— Exercise description —
Every line below is to be given again precisely; images are to be left out.

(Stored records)
▼
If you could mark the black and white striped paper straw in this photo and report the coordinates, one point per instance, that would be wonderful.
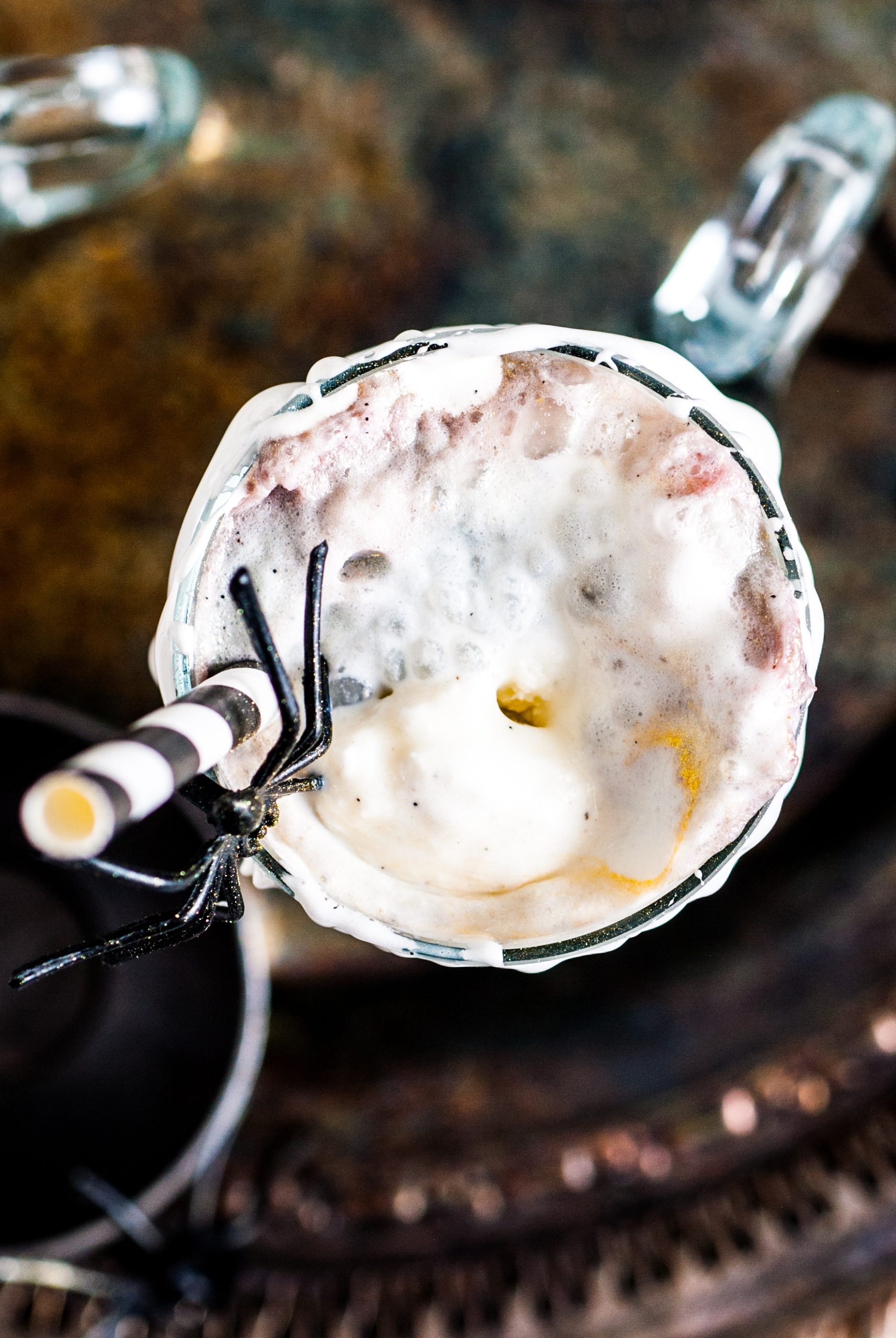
(74, 813)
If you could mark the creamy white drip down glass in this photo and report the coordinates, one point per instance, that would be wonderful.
(547, 734)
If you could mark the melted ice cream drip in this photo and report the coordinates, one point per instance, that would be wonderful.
(566, 660)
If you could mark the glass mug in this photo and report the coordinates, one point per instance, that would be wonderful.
(743, 430)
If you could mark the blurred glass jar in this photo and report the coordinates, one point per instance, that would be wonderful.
(78, 132)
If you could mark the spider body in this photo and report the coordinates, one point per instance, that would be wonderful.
(240, 818)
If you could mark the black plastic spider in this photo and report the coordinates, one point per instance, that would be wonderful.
(240, 816)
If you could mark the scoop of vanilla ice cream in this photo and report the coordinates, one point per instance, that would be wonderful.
(566, 659)
(438, 786)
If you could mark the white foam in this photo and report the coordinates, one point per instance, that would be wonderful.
(526, 550)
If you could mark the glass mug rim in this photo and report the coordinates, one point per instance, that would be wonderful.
(413, 344)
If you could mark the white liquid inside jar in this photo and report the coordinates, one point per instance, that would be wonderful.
(570, 641)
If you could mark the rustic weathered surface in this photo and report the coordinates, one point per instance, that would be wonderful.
(384, 164)
(403, 163)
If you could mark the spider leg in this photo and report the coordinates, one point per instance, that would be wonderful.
▲
— Task solution —
If you could mark the black and white striped paper straw in this photo and report the coordinates, one point per instance, that would be wonderful.
(74, 813)
If you could mark the creamy white drip down glass in this photo and report the coordinates, one point per instance, that would be wonderful.
(547, 734)
If you could mark the melted ice cream drip in this photo and report the coordinates, one point per instance, that would be wonderful.
(566, 660)
If you could mark the glass mug in this photo and report the coordinates, one point per instance, that would be wonderful.
(743, 430)
If you could mark the blurred glass jar in this photo and report the coordinates, one point per instance, that would be wonderful.
(78, 132)
If you could mark the spider body in this photo and report the coordinates, one point per instance, that would be wonderful.
(240, 818)
If you could mark the black plastic spider in this photo and report the coordinates, one point per instance, that would be wonderful.
(240, 816)
If you could mark the scoop of vanilla ice cream in this photo and report the coordinates, one point per instance, that would be wonderful.
(566, 659)
(438, 786)
If you could mark the white foam in this photo and report the coordinates, one point per instance, that would be wonderful.
(526, 550)
If you could mark the glass mug rim in this photo and report the coordinates, one point per instance, that would be wonderful.
(413, 344)
If you could mark the white liquid inside jar in this photo and report the coordinates, one point per instance, that would be wonderful.
(570, 641)
If you could mark the rustic weathered surface in this photo and report the coordinates, one point per instance, that would be wonderful.
(384, 164)
(403, 163)
If you could mark the spider leg in this photo and report the coordinates, one point per instance, that would be wonderful.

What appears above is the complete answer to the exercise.